GIVEN TASK: Copy the rows word for word, beginning with the line containing "of the front" and continuing through the line containing "of the gray".
>> START MATERIAL
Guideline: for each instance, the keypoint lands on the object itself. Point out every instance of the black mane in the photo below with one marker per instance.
>> END MATERIAL
>> START MATERIAL
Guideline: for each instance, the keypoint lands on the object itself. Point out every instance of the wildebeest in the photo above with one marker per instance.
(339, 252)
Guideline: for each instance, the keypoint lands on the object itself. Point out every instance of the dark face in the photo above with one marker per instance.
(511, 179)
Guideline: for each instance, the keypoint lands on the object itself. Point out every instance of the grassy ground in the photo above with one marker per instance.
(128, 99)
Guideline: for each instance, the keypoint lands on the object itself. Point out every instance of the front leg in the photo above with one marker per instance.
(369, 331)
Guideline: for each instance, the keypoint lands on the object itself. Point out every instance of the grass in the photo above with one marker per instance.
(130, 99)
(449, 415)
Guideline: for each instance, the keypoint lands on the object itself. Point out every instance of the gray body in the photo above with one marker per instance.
>> END MATERIAL
RESULT:
Guideline: for each instance, the keypoint lands on the object itself. Point out every instance of the front leg in the photo above with one marker per instance.
(369, 331)
Guideline: for each instance, the keypoint lands on the object itself. Point out every instance of the grass in the photo above with one marker per instance.
(130, 99)
(449, 415)
Guideline: for each instance, the keypoint lands on the object itself. Point out every instance of the gray body in the photo above with one marker per instance.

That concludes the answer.